> **Requirement**
From the forum thread below, list every distance or travel time given for where the campers set up or could have camped.

> **Extract**
---------------

Yup, probably bit of truth to both sides. Who needs this type of crap ? Be sweet justice if the relevant AO's had a "oops, you've behaved like a royal twat" rule and suspended firearms licences for the roar...

----------


## jakdanby

> why do these magazine writers think there shit don't stink.... its not the first time iv seen it.
> but both parties as bad as each other really, your spot was taken, move on!


It doesnt matter who we are, I just wanted to make sure Kingston knows how small the hunting community is. No courtesy, manners, not even a request if we mind them camping 5m from our camp in the middle of the night, and having the cheek to let us know more than once if we didnt like their actions we could piss of somewhere else. Imagine this happenning to you at 1am in the morning after a long week at work. I can deal with this to some respect as I know there are some fuckwits you meet in life.
What I cant deal with is when someone jeopardise our safety and bullshits about where hes going to hunt.

----------


## jakdanby

> Yup, probably bit of truth to both sides. Who needs this type of crap ? Be sweet justice if the relevant AO's had a "oops, you've behaved like a royal twat" rule and suspended firearms licences for the roar...



Amen,

Who needs this shit when you head off hunting. 
We definately didnt need that shit at 1am in the morning. How hard would it have been to ask if they could camp there, and mention they would pack up and camp somewhere else for the weekend, just need somewhere to sleep, just a little common curtosity that most people possess and some commonsence . Atleast a little room for comfort? there was easily enough room to be 20-30m away, no they had to kick a few items of our camp rubbish to the sides, that is how close they were camping. Not to mention the multiple other areas to camp within 5-20mins 4wd.

We were the ones that moved on once we had our one hunt in the area, Already had enough of having our toes stepped on

----------


## R93

How was your safety jeopardized? Did you encounter him on your hunt?

---------------

> **Excerpted records**
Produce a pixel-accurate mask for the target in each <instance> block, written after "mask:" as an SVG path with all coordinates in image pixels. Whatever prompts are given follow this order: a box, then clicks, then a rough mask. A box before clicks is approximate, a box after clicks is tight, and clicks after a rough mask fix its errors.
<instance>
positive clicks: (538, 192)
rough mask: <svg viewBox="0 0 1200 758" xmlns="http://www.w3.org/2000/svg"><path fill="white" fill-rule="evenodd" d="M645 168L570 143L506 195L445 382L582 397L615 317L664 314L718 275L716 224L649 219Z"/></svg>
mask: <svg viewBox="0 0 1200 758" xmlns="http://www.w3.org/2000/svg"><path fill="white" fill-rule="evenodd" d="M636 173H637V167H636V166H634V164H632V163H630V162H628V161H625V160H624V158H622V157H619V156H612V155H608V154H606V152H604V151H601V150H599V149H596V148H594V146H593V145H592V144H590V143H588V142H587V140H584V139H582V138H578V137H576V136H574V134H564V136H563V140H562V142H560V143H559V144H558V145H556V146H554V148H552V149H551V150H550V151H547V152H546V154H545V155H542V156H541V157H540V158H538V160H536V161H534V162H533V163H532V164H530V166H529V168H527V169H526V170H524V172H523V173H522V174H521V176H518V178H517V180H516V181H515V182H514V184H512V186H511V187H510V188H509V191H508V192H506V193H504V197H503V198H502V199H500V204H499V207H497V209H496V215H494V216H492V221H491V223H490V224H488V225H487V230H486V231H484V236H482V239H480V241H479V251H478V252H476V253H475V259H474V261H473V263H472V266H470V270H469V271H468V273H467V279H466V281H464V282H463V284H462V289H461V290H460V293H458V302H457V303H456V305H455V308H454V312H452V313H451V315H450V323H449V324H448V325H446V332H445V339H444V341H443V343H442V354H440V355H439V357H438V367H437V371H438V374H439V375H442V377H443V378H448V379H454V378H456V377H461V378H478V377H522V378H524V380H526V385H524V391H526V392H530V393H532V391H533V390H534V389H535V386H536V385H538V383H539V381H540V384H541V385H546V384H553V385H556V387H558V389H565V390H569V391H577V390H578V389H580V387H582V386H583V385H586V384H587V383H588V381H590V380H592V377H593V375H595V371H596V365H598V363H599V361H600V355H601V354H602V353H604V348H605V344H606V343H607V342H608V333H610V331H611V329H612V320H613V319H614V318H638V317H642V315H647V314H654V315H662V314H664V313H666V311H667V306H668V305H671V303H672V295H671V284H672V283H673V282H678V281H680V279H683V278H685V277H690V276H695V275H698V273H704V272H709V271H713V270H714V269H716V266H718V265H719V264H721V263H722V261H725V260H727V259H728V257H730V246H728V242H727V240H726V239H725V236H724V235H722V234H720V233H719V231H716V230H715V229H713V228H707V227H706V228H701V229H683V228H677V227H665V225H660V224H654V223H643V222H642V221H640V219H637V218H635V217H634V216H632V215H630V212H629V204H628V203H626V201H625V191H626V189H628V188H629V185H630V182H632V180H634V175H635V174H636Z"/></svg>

---------------

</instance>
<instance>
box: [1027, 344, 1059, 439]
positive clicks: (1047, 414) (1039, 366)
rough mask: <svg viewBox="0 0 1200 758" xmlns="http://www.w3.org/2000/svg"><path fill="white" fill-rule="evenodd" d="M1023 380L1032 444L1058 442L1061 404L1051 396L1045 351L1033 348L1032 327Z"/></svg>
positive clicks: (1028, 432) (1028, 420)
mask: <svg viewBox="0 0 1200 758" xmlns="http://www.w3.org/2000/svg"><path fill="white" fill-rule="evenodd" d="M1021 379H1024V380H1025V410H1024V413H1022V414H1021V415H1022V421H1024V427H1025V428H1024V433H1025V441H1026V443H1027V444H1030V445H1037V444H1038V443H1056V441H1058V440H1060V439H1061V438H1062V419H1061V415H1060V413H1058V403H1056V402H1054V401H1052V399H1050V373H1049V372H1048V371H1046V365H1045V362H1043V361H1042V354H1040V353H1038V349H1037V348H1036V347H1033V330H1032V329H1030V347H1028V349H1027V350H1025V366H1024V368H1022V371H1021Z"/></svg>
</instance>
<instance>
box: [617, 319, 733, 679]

---------------

> **Task solution**
- 5m from the posters' camp, where the other party camped
- 20-30m away, which there was easily enough room for
- 5-20mins 4wd, to the multiple other areas to camp